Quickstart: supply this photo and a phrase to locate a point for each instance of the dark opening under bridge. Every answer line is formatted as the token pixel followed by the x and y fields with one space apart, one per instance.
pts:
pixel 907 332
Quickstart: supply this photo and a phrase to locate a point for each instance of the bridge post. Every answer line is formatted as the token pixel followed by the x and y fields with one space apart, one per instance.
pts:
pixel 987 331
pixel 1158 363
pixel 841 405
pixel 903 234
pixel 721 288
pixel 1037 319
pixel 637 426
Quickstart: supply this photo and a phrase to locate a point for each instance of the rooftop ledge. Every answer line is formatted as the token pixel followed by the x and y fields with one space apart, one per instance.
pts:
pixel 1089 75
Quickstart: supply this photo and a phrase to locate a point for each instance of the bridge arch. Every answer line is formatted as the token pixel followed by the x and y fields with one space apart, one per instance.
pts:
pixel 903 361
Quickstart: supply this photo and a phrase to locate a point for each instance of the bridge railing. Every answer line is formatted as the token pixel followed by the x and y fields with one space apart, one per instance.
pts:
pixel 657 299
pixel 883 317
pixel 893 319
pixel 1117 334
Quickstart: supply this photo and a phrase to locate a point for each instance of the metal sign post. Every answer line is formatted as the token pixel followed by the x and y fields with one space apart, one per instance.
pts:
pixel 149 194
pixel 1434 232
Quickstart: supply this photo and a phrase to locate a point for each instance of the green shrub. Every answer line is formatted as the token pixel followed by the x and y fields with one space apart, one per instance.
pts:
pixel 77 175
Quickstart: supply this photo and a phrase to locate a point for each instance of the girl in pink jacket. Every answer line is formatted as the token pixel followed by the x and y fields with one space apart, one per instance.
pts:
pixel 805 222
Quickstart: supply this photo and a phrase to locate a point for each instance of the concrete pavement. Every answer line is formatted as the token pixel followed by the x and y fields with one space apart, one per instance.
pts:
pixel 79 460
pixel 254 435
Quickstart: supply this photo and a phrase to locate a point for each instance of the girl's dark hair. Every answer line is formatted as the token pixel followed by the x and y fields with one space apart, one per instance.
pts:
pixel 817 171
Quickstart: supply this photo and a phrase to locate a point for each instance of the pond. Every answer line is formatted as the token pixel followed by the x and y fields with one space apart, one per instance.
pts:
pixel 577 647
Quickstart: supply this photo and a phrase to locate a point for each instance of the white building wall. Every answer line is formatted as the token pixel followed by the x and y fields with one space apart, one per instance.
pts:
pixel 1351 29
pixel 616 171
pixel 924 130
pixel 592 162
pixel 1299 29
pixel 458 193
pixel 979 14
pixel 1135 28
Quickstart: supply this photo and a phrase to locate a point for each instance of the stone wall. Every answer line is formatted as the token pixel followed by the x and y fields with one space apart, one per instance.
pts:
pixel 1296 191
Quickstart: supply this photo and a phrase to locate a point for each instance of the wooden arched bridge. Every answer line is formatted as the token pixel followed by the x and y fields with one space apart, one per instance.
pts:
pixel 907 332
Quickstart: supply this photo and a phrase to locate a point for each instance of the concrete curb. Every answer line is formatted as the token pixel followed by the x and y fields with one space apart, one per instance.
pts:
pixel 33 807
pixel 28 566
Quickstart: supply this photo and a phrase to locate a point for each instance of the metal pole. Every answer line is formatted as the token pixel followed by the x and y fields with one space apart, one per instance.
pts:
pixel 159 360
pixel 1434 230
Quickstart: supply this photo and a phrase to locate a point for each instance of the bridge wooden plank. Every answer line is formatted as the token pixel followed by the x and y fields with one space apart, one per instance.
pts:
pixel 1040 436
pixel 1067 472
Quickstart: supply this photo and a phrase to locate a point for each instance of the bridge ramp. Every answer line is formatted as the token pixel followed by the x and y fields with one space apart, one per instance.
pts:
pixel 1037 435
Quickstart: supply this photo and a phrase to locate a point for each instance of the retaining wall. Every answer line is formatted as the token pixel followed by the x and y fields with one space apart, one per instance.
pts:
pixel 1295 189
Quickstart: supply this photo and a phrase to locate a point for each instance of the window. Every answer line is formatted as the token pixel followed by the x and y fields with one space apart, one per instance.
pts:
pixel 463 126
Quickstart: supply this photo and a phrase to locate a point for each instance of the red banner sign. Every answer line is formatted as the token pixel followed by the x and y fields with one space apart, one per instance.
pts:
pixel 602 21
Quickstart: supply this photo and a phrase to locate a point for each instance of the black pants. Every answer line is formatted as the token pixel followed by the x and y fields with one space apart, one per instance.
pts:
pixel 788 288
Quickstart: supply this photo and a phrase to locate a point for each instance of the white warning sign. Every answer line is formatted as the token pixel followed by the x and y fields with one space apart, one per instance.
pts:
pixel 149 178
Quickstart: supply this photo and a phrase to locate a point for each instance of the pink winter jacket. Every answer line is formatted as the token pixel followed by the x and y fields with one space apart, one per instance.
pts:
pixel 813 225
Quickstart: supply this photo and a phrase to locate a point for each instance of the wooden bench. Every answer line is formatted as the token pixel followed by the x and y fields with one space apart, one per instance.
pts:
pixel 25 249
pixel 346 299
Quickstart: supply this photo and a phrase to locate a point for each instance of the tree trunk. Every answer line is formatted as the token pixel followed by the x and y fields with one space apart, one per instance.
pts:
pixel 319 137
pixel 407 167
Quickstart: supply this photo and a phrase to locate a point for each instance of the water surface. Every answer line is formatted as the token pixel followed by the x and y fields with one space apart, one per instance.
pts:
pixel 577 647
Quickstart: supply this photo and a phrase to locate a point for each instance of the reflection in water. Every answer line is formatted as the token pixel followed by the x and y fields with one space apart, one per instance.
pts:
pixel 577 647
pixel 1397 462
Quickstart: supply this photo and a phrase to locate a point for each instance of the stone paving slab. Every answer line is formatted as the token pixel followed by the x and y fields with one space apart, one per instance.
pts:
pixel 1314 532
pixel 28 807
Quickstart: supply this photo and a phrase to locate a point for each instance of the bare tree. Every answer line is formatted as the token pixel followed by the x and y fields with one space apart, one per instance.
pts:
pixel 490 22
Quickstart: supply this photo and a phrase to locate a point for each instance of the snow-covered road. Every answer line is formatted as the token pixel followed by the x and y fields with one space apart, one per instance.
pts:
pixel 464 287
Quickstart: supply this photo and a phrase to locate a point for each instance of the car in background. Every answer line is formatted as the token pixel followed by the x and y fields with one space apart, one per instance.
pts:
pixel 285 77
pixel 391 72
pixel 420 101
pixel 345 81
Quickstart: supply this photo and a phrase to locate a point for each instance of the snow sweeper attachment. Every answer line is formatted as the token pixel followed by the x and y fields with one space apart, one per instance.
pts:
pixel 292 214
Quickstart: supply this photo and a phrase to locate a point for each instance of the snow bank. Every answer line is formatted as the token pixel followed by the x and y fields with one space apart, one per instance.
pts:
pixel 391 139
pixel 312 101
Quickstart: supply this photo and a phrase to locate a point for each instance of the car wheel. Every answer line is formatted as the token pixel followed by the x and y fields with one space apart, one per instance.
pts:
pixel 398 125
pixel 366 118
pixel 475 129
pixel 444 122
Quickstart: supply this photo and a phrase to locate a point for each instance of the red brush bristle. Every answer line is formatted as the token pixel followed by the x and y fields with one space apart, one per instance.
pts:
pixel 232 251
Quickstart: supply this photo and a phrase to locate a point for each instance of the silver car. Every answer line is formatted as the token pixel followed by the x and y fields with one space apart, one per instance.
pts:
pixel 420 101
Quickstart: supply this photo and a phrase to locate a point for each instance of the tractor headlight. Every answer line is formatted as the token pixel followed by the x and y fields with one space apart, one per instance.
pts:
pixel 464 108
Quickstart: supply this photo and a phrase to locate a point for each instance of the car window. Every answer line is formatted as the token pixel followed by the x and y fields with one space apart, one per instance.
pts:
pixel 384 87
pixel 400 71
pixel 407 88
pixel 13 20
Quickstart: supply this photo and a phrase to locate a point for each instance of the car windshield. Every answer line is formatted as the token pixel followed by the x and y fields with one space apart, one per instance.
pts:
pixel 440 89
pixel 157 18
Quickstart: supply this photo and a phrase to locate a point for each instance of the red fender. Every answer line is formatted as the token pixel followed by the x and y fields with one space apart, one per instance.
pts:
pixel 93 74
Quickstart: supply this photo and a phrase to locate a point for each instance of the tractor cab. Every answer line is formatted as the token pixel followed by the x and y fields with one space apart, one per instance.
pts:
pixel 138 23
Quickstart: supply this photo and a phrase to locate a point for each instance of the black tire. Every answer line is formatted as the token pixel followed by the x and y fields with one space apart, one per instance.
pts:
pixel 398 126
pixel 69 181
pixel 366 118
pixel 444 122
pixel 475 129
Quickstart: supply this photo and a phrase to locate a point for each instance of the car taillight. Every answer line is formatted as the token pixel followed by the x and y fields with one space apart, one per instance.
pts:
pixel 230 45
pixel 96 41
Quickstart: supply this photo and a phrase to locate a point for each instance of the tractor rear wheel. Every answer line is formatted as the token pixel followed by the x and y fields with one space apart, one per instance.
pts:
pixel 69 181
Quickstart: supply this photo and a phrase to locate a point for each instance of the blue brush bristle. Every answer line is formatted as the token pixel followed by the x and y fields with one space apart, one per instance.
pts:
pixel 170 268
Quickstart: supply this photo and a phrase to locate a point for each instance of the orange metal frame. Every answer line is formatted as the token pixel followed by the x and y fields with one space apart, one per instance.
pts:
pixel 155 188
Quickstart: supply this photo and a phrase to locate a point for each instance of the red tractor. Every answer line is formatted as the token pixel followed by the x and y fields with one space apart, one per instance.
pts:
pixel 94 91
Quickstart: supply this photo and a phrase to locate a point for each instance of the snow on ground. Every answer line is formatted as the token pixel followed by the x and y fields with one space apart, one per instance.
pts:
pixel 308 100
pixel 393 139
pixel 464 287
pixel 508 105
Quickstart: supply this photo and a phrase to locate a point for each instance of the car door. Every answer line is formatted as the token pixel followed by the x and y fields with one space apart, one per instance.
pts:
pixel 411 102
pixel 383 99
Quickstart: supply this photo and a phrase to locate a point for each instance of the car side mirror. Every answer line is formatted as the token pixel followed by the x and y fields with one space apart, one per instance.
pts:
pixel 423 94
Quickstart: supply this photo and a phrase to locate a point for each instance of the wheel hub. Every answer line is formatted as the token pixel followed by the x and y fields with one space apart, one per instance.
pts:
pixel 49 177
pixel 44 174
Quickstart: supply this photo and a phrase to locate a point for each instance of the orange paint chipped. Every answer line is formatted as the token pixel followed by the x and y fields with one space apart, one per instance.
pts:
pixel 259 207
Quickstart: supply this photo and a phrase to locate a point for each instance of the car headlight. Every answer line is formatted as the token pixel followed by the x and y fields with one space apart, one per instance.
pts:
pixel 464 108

◆ ◆ ◆ ◆ ◆

*WORK TO COMPLETE:*
On how many lines of the data does the word "black" appear? Reply with the number alone.

*PROBLEM SOLUTION:*
2